***** EXCERPTED TEXT *****

Cove Palisades State Park.

Cove Palisades State Park.

Wanderlust – noun: A strong desire to travel.  And maybe see more stars, in the sky, than I possibly could in crowded cities of lights, horns and loud music.  Thanks for the truck rides, dad.  They fill my dreams with memories of the wind, the hum of an engine and miles of stars.  

Archie the Multistrada, my favorite form of transportation, and stars as far as the eye could see in the Oregon high desert. 

Archie the Multistrada, my favorite form of transportation, and stars as far as the eye could see in the Oregon high desert. 

Iron Butt “Bun Burner 1500”

Ode to my motorcycle: A collection of plastic, metal, carbon fiber and liquids, combustible and lubricating, all mixed together in an Italian factory by men and women who drink wine and eat prosciutto. These are my kind of people, building my kind of motorcycle, and it is perfect.  Its perfection lies not in its design and appeal but in that when I turn it on, it turns me on and gets the little synapses in my head all fired up at the thought of the next adventure to work play explore race and camaraderie. 

            Sweet Wife Ann is, as she would say, a “good sport” about most of these shenanigans.  I wouldn’t dummy it down like that, but she once uttered a magical sentence in a time of doubt and questioning: “If you win, I win.”  She might shake her head or roll her eyes at my constant braaping jargon about this bike that bike this ride that ride, but she’s right there pushing me out to do these things because if you win, then I win.  In came the idea of an obnoxiously long and fast ride just to prove that it can be done, pushed by a group of egomaniacal motorcyclists that love to wear patches of been there done that on their leather outfits., The Iron Butt Association. They have cute little names for the challenges like “Saddle Sore” and “Bun Burner” but, you know, you have to label bits and pieces of life so that they are easier to tell apart.  As most motorcyclists will knowingly joke about this kind of thing, every big ride starts out with 10 willing participants who whittle down to 6 maybes which break down to 5 for-sures and ends up with 3 dudes who are ready to go.  But first, you need a witness for the IBA(Iron Butt Association) Bun Burner ride, who will attest to your insanity and wish you well travels and kiss you on the lips with wishes of your timely return.  Ok, maybe only I got kissed on the lips as our witness was Sweet Wife Ann.

*****

# WRITTEN TASKS:
1 – Retype the motorcycle post from "Wanderlust – noun: A" to "miles of stars.".
2 – According to the motorcycle post, who acted as the witness for the Bun Burner ride?
3 – Carry on the motorcycle post past its final sentence.
The records that come next are separate material and unrelated to the motorcycle post.

***** RECORDED INFORMATION *****

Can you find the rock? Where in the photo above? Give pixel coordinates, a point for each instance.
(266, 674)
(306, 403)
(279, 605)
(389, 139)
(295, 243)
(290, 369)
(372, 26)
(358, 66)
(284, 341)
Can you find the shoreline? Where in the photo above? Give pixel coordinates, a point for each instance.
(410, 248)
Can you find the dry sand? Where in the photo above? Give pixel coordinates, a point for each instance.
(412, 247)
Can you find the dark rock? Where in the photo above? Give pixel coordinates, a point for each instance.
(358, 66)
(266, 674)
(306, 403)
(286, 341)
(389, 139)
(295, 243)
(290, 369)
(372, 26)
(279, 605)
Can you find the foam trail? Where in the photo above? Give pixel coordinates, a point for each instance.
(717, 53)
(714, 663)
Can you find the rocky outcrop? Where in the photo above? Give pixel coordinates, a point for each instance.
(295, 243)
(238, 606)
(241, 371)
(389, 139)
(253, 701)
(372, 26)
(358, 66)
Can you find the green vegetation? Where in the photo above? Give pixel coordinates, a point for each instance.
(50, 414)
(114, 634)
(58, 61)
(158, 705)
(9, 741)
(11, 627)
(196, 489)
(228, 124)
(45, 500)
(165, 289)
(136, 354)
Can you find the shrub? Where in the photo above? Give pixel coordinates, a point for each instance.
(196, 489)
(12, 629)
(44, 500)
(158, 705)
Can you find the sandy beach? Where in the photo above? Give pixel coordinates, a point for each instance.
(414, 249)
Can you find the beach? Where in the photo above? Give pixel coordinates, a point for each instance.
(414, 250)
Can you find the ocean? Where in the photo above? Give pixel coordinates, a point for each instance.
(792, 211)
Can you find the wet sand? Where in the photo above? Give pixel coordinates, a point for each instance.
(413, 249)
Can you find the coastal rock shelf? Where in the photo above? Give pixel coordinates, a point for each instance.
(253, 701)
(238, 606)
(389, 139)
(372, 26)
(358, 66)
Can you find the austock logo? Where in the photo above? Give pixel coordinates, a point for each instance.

*****

# RESPONSES TO THE EXERCISE:
1 –
Wanderlust – noun: A strong desire to travel.  And maybe see more stars, in the sky, than I possibly could in crowded cities of lights, horns and loud music.  Thanks for the truck rides, dad.  They fill my dreams with memories of the wind, the hum of an engine and miles of stars.

2 – Sweet Wife Ann

3 –
            The heroes of this tale are PJ, Dave, and yours truly.  After a quick interview, plastered on Facebook, by dear friend and MotoCorsa hype-man/Grand Master/General Manager Arun Sharma, we took off only to stop for fuel.  Three of the same bike with three totally different men set for the same destination of miles and fuel stops and burned buns with hopes of doing it all under 36 hours while blasting past Oregon, Nevada, Utah, Idaho and back to sweet beautiful welcoming Oregon. We climbed towards the still white with snow Mount Hood, as we headed southeast and the chill of the mid-June Sunday morning grew more intense by the minute as the air temperature steadily dropped until the thought of sliding off the road became all too seemingly possible.  Damn the water pack, which I wore, for getting colder and colder and setting in a chill through my back. Once over the mountain, the terrain changed dramatically from a sea of Douglas Firs to the high desert of Central Oregon.  As I stood up on my perfect motorcycle and swiveled my head from left to right, I saw more white and tall mountain peaks, in that moment, than ever in one place in this one life.  Recognize this beauty and this day.  The Universe does not disappoint.

Route 26, just west of Madras, OR

Route 26, just west of Madras, OR

The three steeds, all Ducatis, from left to right: 2013 Multistrada 1200GT, 2013 Multistrada 1200 Pike's Peak and 2015 Multistrada 1200 ST

The three steeds, all Ducatis, from left to right: 2013 Multistrada 1200GT, 2013 Multistrada 1200 Pike’s Peak and 2015 Multistrada 1200 ST

Central Pastime is a hole in the wall place in a hole in the wall town in the middle of nowhere Oregon.  The Chevron gas station attendant overheard we 3 groaning about being hungry and thirsty and suggested we bypass the chain store national undercooked bread sub joint for a ma’n’pa restaurant.  Who am I to say no to this sort of invitation, so we obliged and after a few wrong turns, walked into a relic that echoed with country music and folks who know who everyone is, except for these three strangers in strange outfits, dragging their sorry asses through their watering hole.  As I’ve traveled, I’ve come to find that a club sandwich is a safe bet in nearly any dining establishment, at nearly any hour of the day.  I will happily report that the iced tea was cold and fresh and the club sandwich left me with the desire to go back to Burns, OR, just so I can have another serving of Central Pastime’s deliciously friendly meal. 

And then we became 2. PJ was not fairing well.  As it turns out, 3 hours of sleep prior to an IBA ride is not the prescription for success.  This here is a marathon not a sprint, so no wham-bam-thank-you-ma’am.  We jokingly prodded at him to see if a bit of peer pressure would wake him up and relight the fire in his heart, but my dear friend was spent and toast.  Ego is a deadly thing if unchecked but PJ had no qualms with saying “I’m done, boys.  I am sorry.”  He stayed behind to catch some mid-day ZZZ’s andhead back home, his pride a little bruised but his body saved for another adventure on another day.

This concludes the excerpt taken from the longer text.